→ **Photo object pointing records**

- - - -

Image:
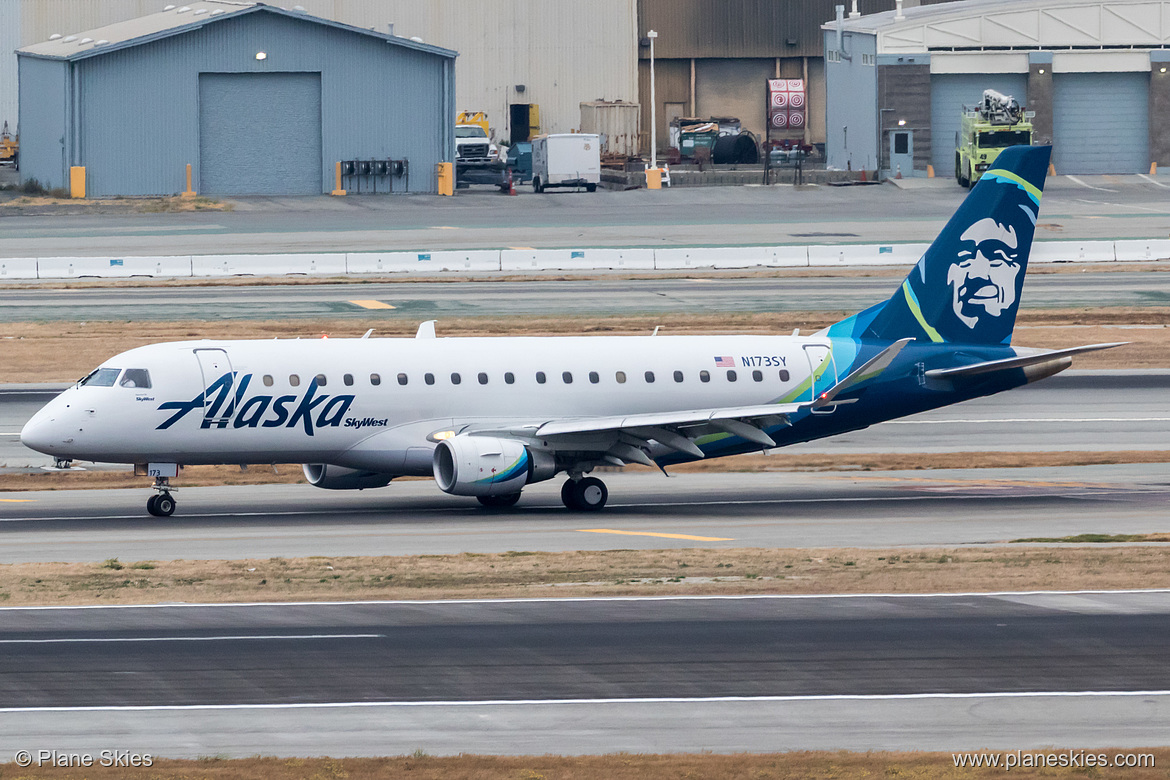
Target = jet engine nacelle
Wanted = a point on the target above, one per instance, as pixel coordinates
(336, 477)
(486, 466)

- - - -

→ **WORK REQUIRED**
Repeat everything in the records precisely. Images are excluded from the copy.

→ **SOLUTION TO THIS TASK**
Image:
Target = jet engine nacelle
Wanted = a point on the target above, one per instance, as pixel coordinates
(336, 477)
(486, 466)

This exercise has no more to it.